WORK REQUIRED: Could you transcribe, without any change, the rows running from the line with "Exercise. Tag the blue" to the line with "x=68, y=571", both of those lines included?

GIVEN INFORMATION:

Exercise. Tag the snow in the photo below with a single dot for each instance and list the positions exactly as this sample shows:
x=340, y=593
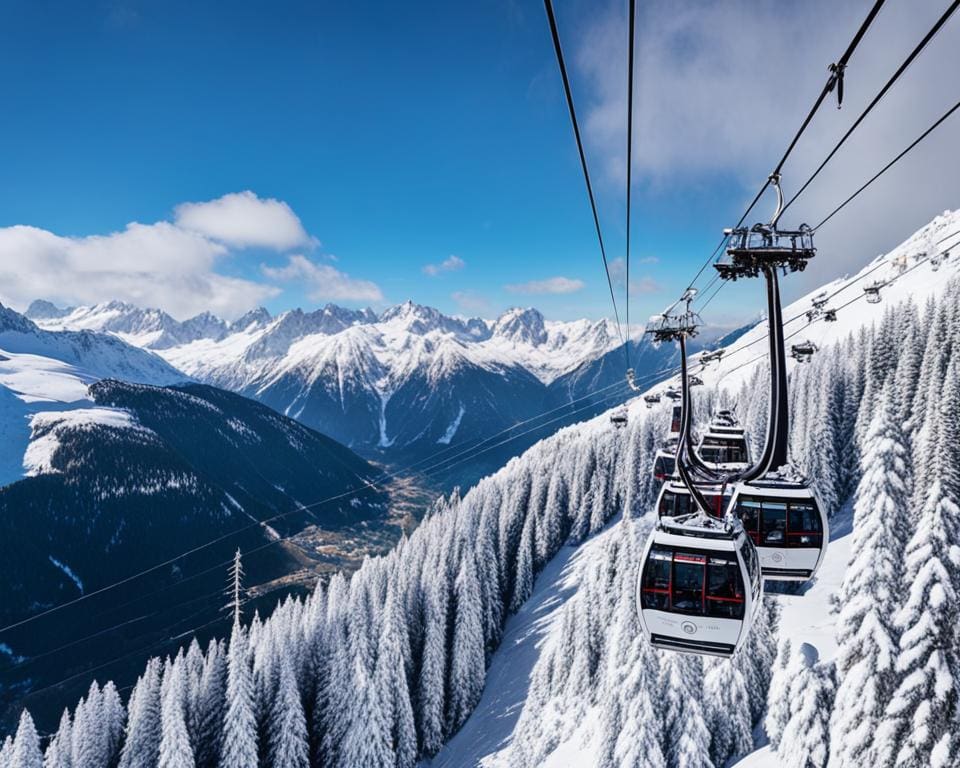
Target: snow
x=485, y=738
x=452, y=429
x=67, y=570
x=38, y=456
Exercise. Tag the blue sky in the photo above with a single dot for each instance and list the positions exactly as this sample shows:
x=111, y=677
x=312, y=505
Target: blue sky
x=389, y=137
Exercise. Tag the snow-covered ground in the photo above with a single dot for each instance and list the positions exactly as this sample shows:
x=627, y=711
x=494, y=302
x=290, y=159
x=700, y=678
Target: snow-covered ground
x=486, y=737
x=44, y=374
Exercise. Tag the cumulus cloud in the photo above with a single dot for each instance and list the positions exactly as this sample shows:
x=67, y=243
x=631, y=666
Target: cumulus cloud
x=176, y=265
x=146, y=264
x=243, y=220
x=552, y=285
x=471, y=301
x=325, y=282
x=710, y=108
x=449, y=264
x=642, y=284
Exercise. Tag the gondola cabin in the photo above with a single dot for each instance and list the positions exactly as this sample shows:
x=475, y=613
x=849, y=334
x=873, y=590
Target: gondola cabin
x=664, y=464
x=787, y=525
x=872, y=292
x=675, y=501
x=803, y=352
x=618, y=417
x=676, y=417
x=724, y=450
x=699, y=586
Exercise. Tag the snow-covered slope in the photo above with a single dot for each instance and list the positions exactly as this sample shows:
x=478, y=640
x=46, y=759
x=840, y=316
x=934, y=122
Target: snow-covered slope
x=518, y=723
x=408, y=380
x=49, y=371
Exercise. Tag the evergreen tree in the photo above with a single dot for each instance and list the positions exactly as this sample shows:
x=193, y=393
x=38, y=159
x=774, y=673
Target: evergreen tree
x=26, y=745
x=778, y=699
x=391, y=681
x=431, y=692
x=687, y=740
x=58, y=752
x=364, y=742
x=805, y=741
x=727, y=712
x=920, y=717
x=865, y=637
x=239, y=748
x=175, y=749
x=141, y=744
x=467, y=661
x=288, y=725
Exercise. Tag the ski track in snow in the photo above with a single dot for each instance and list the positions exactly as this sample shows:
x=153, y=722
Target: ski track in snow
x=452, y=429
x=485, y=737
x=68, y=571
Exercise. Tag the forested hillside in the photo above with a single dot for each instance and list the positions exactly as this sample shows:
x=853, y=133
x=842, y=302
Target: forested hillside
x=383, y=668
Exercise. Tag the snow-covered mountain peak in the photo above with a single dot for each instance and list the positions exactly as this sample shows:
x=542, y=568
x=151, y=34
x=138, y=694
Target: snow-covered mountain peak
x=11, y=320
x=419, y=319
x=255, y=318
x=46, y=310
x=526, y=326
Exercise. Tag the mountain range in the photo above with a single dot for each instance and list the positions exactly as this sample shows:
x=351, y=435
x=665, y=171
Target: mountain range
x=396, y=386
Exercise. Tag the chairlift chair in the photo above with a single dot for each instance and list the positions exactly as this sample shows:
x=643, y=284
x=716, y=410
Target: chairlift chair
x=675, y=500
x=872, y=291
x=618, y=417
x=699, y=587
x=786, y=523
x=803, y=351
x=724, y=451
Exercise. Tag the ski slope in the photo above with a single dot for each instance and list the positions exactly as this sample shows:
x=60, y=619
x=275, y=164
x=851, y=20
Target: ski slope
x=486, y=737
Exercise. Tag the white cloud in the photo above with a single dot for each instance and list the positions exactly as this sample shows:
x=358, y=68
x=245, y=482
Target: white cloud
x=325, y=282
x=552, y=285
x=643, y=284
x=449, y=264
x=470, y=301
x=243, y=220
x=147, y=264
x=711, y=109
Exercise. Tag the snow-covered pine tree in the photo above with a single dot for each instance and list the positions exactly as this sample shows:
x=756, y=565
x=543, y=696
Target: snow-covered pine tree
x=686, y=736
x=239, y=747
x=6, y=752
x=289, y=747
x=921, y=718
x=141, y=745
x=467, y=661
x=431, y=698
x=175, y=749
x=207, y=715
x=57, y=754
x=26, y=745
x=391, y=681
x=778, y=699
x=726, y=709
x=805, y=742
x=866, y=640
x=365, y=741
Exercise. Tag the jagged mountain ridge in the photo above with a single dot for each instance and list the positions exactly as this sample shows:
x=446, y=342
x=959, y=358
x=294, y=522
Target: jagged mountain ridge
x=402, y=383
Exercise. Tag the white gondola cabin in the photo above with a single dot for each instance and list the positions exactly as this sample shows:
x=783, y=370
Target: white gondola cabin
x=699, y=586
x=675, y=500
x=725, y=450
x=787, y=525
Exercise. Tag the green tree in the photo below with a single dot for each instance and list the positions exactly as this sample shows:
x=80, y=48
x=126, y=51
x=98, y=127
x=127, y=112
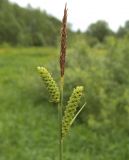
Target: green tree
x=99, y=30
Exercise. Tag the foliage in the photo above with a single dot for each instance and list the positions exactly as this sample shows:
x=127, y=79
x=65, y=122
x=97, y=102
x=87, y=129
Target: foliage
x=29, y=132
x=99, y=30
x=27, y=26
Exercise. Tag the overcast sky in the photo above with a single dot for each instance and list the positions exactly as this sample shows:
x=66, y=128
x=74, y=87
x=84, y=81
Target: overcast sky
x=81, y=13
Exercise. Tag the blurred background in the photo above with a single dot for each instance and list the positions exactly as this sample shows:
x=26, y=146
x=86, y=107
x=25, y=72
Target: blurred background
x=97, y=57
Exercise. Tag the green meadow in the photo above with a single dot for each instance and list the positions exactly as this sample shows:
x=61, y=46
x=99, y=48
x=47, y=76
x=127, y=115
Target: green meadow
x=29, y=123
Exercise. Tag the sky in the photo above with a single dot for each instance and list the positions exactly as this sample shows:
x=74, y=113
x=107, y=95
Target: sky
x=81, y=13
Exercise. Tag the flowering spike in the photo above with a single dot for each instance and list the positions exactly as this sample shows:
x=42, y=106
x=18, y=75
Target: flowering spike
x=71, y=109
x=63, y=42
x=50, y=84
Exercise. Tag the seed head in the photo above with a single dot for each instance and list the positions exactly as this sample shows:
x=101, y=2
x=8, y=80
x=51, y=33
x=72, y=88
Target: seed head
x=71, y=109
x=50, y=84
x=63, y=42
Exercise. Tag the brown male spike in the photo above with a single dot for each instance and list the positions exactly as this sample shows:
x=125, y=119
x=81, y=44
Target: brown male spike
x=63, y=42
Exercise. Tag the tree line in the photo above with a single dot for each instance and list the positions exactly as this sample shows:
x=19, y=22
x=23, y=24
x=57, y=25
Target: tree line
x=33, y=27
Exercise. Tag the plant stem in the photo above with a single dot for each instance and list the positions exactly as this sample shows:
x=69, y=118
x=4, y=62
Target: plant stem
x=60, y=110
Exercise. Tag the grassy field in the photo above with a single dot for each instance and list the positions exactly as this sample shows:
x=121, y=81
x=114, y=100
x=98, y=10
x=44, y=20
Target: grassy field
x=28, y=123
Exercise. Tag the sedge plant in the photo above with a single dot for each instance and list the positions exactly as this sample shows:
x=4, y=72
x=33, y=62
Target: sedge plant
x=71, y=112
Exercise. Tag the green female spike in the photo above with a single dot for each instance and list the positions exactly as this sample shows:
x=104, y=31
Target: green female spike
x=71, y=109
x=50, y=84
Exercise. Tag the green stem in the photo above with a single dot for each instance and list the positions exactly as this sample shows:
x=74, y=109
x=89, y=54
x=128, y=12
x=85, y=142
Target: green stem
x=60, y=110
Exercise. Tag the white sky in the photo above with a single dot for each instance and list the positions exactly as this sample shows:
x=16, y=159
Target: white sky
x=81, y=13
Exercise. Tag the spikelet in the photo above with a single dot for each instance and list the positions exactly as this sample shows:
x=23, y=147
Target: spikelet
x=71, y=109
x=50, y=84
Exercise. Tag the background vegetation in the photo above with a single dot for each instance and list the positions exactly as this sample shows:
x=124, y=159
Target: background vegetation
x=97, y=59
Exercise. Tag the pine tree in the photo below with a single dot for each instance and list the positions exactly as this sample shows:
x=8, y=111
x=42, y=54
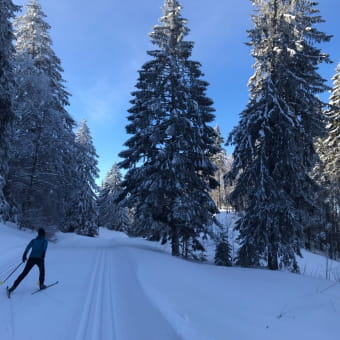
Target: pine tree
x=274, y=141
x=7, y=10
x=223, y=251
x=83, y=217
x=112, y=215
x=43, y=145
x=223, y=162
x=327, y=172
x=169, y=171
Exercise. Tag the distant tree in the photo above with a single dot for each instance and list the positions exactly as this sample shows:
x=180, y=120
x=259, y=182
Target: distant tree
x=223, y=162
x=83, y=216
x=112, y=215
x=274, y=141
x=43, y=144
x=223, y=251
x=170, y=173
x=7, y=10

OUTPUT OF THE TASK:
Exercise. Tag the blue sky in the photo above with a single dot for each instance and list the positions exactly as this sample shows:
x=111, y=677
x=312, y=505
Target: blue sky
x=389, y=137
Exercise. Tag the snow-covered ground in the photo above with a single dot for each instance and list the positions exactly as this sample shows:
x=627, y=711
x=494, y=302
x=290, y=159
x=700, y=678
Target: snow-covered ground
x=486, y=737
x=44, y=374
Exercise. Tag the cumulus cloud in the photo above with a single dot for each instance and list the positions exactly as this sample shows:
x=67, y=243
x=631, y=666
Target: cumulus cloud
x=176, y=265
x=146, y=264
x=243, y=220
x=552, y=285
x=471, y=301
x=325, y=282
x=710, y=108
x=449, y=264
x=642, y=284
Exercise. Tag the gondola cabin in the photo above with a single dot for each instance and list the positions exactly as this sample shows:
x=475, y=613
x=849, y=334
x=873, y=590
Target: gondola cabin
x=664, y=464
x=787, y=525
x=872, y=292
x=675, y=501
x=803, y=352
x=618, y=417
x=676, y=417
x=724, y=450
x=699, y=586
Exercise. Tag the snow-covered slope in the photo above with a single dot for each instance and list the positions exactly as this sample shows:
x=478, y=640
x=46, y=759
x=840, y=316
x=934, y=122
Target: snow-covered slope
x=518, y=723
x=408, y=380
x=49, y=371
Exercise. Tag the evergreen tree in the photo above with a single dot for each instance and list the positions exactly as this sample shows:
x=193, y=393
x=38, y=159
x=774, y=673
Target: evergreen tree
x=26, y=745
x=778, y=699
x=391, y=681
x=431, y=692
x=687, y=740
x=58, y=752
x=364, y=742
x=805, y=741
x=727, y=712
x=920, y=717
x=865, y=637
x=239, y=748
x=175, y=749
x=141, y=744
x=467, y=661
x=288, y=725
Exercise. Tag the ski track in snow in the photo above with a single dot for each instance and list the positions exactly as this sample shows:
x=153, y=722
Target: ski track in snow
x=452, y=429
x=485, y=737
x=68, y=571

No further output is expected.